### WORK INSTRUCTIONS
Return every record below exactly.
*** Block opens ***
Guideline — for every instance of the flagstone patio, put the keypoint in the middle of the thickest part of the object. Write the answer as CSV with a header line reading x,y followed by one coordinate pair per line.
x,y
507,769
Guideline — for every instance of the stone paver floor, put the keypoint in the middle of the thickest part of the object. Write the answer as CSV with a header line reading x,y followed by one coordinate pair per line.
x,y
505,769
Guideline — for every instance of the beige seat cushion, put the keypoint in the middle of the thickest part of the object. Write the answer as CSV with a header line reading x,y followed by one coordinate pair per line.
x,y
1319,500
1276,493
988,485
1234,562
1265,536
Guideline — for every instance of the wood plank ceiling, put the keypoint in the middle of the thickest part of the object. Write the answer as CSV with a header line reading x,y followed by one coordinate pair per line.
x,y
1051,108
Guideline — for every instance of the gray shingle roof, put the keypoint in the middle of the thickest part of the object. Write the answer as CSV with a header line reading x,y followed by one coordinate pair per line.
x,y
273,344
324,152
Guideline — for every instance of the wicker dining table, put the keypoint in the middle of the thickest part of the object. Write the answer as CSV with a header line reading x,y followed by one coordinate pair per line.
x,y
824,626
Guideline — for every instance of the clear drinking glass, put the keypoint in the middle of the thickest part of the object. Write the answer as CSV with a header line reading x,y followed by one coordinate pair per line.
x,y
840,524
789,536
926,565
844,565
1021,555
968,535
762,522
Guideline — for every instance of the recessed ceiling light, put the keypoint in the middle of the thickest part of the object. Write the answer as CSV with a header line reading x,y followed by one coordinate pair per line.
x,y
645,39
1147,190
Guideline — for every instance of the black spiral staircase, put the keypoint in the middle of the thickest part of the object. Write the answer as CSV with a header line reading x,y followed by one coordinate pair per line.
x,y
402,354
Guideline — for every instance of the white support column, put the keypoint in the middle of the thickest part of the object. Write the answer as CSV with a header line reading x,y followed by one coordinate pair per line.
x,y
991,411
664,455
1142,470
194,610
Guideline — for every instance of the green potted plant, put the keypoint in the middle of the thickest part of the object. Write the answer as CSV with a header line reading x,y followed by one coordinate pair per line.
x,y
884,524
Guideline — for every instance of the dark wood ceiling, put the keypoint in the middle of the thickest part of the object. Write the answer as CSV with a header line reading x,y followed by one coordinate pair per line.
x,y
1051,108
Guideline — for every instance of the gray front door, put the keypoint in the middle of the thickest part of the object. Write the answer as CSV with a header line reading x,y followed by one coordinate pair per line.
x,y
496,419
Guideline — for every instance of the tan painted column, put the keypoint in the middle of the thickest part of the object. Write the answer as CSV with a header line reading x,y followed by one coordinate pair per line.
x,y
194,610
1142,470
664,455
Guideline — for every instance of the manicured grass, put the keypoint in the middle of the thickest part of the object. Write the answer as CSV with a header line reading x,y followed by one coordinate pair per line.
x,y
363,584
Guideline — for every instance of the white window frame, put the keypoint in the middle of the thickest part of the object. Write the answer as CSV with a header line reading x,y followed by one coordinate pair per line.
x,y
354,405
*** Block closes ***
### TASK OUTPUT
Guideline — for every instance of the flagstone patio, put the keypoint in the middle of the thickest part of the object. Write the answer as CSV with a header line reading x,y followed by one coordinate pair per line.
x,y
507,769
Guideline — for every instance of the stone paver floor, put the keypoint in the middle of the thickest part of the object. Write the answer as CSV with a header line reading x,y followed by one coordinate pair per line.
x,y
505,769
Guideline — for every instance of the beige seat cushion, put the keypoint in the middle of the thickest part of the object. Write the answer as CSV with a header line reading x,y followed by one coordinate pair per line.
x,y
1319,500
1276,493
988,485
1234,562
1265,536
Guideline — for every instance of the wood plank ceiling, put the keypoint in the middle of the thickest part of the object. Write the answer as CSV with a header line reading x,y followed by one coordinate pair per line.
x,y
1051,108
Guideline — for every instance of the gray shingle roof, put the keypoint in the middle of the thickest part of the object. Write the answer as CSV with a header line reading x,y followed by one coordinate pair per line.
x,y
273,344
324,152
Guideline — for every instance of the wicker dining table, put the keypoint in the middle of the thickest part of the object. Write the answer as CSV with a header line reading x,y followed by one coordinate pair per line.
x,y
824,626
Guideline — for every instance of the clear drinking glass, put the keypoint in the middle of the thickest part of the object. Write the answer as CSV with a header line reading x,y followed by one coordinate pair per line.
x,y
840,524
789,536
926,565
844,565
1021,555
968,535
762,522
Guideline — for every instance of the recessed ceiling light, put the keypoint in the middle of the thickest part of the object. Write the answer as CSV with a header line reading x,y followed by one coordinate pair per line.
x,y
645,39
1147,190
Guideline — for every instance of the black spiral staircase, put the keypoint in the middle of the thickest part of the object. Write the answer as CSV with a header line reading x,y followed by one coordinate pair per line.
x,y
402,354
Guideline — for every instance of the white support column, put the keypoint in the middle of the thickest part of the object. Write the answer as CSV with a header line reading x,y followed by one coordinate pair per line.
x,y
991,411
664,455
1142,470
194,610
Guideline — for every instance of the green potted plant, put the keypoint in the middle of the thickest part of the object. Write the answer as CSV with a header line reading x,y followed by one coordinate pair per line.
x,y
884,524
Guideline — for every instance of the dark wood ceiling, put the keypoint in the middle of the thickest part of the object. Write the answer as CSV with a header line reading x,y followed by one coordinate pair per line.
x,y
1051,108
Guideline — for every instance of the gray front door, put the keypoint in the middle of the thickest part of the object. Write the answer as CSV with a header line reading x,y followed by one coordinate pair per line.
x,y
496,419
Guideline — for every instance of the tan painted column, put the keypoint in the middle of the thickest part of the object. Write the answer as CSV with a header line reading x,y followed by one coordinate pair per line.
x,y
194,610
1142,470
664,455
Guideline — for every instance of the manicured grass, put the keypoint in the middle of the thickest part of the object. Write the answer as CSV with a header line reading x,y followed by one coordinate pair per line.
x,y
363,584
Guideline — for every instance of the white window frame, put the keypoint in the middle of the thickest part of the object. Write the answer as CSV with a header line reading x,y followed by one coordinate pair per line.
x,y
354,405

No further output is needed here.